__REQUIRED WORK__
Output every line below exactly.
((
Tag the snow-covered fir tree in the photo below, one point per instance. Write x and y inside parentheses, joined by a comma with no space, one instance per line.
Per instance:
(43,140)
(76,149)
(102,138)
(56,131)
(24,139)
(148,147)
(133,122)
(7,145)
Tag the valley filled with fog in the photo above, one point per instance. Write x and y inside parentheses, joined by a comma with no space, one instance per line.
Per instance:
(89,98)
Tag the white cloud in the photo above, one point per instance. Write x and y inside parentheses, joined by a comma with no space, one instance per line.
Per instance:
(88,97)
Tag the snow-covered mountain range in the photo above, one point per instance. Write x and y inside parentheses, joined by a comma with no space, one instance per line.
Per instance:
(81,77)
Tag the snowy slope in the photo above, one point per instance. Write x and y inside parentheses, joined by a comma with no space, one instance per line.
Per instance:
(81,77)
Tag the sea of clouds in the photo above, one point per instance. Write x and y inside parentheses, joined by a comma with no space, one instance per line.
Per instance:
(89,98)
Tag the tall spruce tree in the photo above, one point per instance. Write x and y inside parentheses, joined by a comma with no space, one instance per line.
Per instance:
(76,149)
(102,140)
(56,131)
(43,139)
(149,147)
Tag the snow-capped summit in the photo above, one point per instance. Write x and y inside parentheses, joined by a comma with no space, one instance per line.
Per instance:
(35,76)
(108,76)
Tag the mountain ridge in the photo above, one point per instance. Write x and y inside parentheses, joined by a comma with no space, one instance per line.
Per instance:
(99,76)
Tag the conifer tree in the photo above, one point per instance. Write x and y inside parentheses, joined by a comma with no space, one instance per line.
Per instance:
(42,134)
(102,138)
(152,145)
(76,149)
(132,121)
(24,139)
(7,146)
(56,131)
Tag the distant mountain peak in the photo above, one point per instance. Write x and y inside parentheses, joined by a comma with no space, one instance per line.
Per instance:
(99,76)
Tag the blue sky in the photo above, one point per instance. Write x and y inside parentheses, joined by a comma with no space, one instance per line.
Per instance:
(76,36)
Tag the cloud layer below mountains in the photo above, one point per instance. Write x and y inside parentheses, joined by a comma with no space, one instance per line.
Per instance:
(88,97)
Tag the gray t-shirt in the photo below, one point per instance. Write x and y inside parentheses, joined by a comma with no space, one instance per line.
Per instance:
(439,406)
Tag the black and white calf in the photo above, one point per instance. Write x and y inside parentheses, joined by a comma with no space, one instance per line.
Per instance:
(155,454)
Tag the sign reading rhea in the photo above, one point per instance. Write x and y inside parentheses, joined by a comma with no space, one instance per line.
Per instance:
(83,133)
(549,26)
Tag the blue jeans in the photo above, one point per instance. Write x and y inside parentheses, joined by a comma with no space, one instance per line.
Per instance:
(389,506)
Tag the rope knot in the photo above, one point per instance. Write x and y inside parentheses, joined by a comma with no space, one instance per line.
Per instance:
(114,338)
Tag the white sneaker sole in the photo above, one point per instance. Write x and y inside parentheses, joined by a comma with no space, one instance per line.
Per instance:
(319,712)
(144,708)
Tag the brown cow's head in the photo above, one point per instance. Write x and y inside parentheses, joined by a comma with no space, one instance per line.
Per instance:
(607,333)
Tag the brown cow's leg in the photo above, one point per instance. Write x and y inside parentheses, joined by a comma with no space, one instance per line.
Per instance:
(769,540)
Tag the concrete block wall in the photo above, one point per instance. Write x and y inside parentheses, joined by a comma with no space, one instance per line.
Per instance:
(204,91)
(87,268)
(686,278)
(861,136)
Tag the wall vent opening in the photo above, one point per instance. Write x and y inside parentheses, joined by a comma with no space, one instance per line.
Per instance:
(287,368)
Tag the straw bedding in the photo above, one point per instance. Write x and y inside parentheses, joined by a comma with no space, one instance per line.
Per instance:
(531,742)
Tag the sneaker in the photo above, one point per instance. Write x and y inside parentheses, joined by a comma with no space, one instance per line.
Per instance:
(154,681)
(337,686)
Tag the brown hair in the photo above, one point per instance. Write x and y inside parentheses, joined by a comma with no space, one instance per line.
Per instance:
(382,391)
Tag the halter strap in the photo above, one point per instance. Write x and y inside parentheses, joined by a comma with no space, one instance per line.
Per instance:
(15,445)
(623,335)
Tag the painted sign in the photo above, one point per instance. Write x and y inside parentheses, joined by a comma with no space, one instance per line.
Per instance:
))
__TASK RESPONSE__
Tag the snow-covered fir tree in the photo below, one point per instance. Write x and y inside parentheses, joined by a comma with no space, one instance per line.
Per instance:
(43,140)
(76,149)
(102,138)
(56,131)
(24,139)
(148,147)
(133,122)
(7,145)
Tag the valley filled with fog in the photo above, one point per instance. Write x and y inside parentheses, joined by a comma with no space, one instance per line.
Per instance:
(89,98)
Tag the white cloud in the photo above, one point per instance. Write x and y inside parentheses, joined by a comma with no space, one instance per line.
Per instance:
(88,97)
Tag the snow-covered mountain range in the photo above, one point per instance. Write x and y inside parentheses, joined by a comma with no space, one instance per line.
Per instance:
(81,77)
Tag the snowy slope in the photo above, one point per instance. Write x and y inside parentheses, joined by a comma with no space, one instance per line.
Per instance:
(81,77)
Tag the sea of clouds in the photo above, one point per instance. Write x and y inside parentheses, joined by a comma with no space, one instance per line.
Per instance:
(89,98)
Tag the tall spruce tree in the photo above, one point per instance. Write x and y inside parentheses, joined by a comma with no space, one instance per line.
Per instance:
(76,149)
(102,140)
(56,131)
(43,139)
(149,147)
Tag the snow-capped summit in the photo above, one point per instance. Write x and y inside parentheses, joined by a comma with no space, one instance per line.
Per instance:
(35,76)
(108,76)
Tag the mountain ridge in the photo above, one point per instance. Write x and y inside parentheses, joined by a comma with no space, one instance per line.
Per instance:
(99,76)
Tag the conifer tree in the photo above, one point per instance. Write x and y inside parentheses, joined by a comma with no space, one instance per line.
Per instance:
(42,134)
(102,138)
(152,145)
(76,149)
(132,121)
(24,139)
(7,146)
(56,131)
Tag the distant mountain peak in the photo above, one point per instance. Write x and y inside parentheses, joined by a comma with no space, one instance per line.
Per instance:
(99,76)
Tag the blue sky in the photo above, one point per instance. Write x and y inside parentheses, joined by a comma with no space, one instance per line.
Per instance:
(76,36)
Tag the cloud layer below mountains in the photo above, one point per instance. Write x and y inside parentheses, joined by a comma with no space, one instance per line.
Per instance:
(88,97)
Tag the gray t-shirt in the photo below, one point per instance. Write x and y inside parentheses, joined by a comma with no space, one instance per line.
Per instance:
(439,406)
Tag the black and white calf in the photo above, one point per instance. Write x and y inside parentheses, joined by a comma with no space, one instance per line.
Per instance:
(155,454)
Tag the sign reading rhea in the photo above, one point per instance. Write x and y inside parentheses, joined by a comma with no space, one instance per line.
Per instance:
(83,133)
(549,26)
Tag the blue jeans in the photo above, one point per instance. Write x and y inside parentheses, joined by a comma with no space, one instance per line.
Per instance:
(389,506)
Tag the rope knot in the photo above, one point per instance. Write x and y inside parentheses, joined by a comma with no space, one instance per line.
Per instance:
(114,338)
Tag the white sneaker sole in the photo above, one point per instance. Write x and y inside parentheses, joined by a comma with no space, one instance per line.
Per instance:
(319,712)
(144,708)
Tag the brown cow's head in the photo above, one point per instance. Write x and y inside parentheses, joined by a comma with no space, one instance per line.
Per instance:
(607,333)
Tag the brown cow's leg in the photo above, one point per instance. Write x and y inside parentheses, joined by a comma with no space, one instance per line.
Per instance:
(769,540)
Tag the concrete block wall in the photo above, one point per instance. Write x and y inside parentheses, joined by a comma with no space, one instance per line.
Per instance:
(204,91)
(87,268)
(686,278)
(861,136)
Tag the wall vent opening in the photo above, one point per instance. Write x and y inside parentheses, joined by a comma with no space, one instance per line.
Per instance:
(287,368)
Tag the straw bedding in the photo above, one point per instance. Write x and y inside parentheses, joined by a comma with no space, one instance per line.
Per instance:
(531,742)
Tag the sneaker in the photo above, one point per instance. Write x and y inside parentheses, joined by a comma with no space, one instance per line.
Per instance:
(154,681)
(337,686)
Tag the brown hair in the photo above, one point per instance. Write x and y inside parentheses, joined by a comma with no space, one instance per line.
Per instance:
(382,391)
Tag the halter strap in the photo above, one point per instance. Write x and y inside parentheses, joined by a comma with no space, one instance per line.
Per instance:
(15,445)
(623,335)
Tag the painted sign in the photo above, one point per instance. Write x and y inside parentheses, joined by a comma with no space, one instance per line.
Per instance:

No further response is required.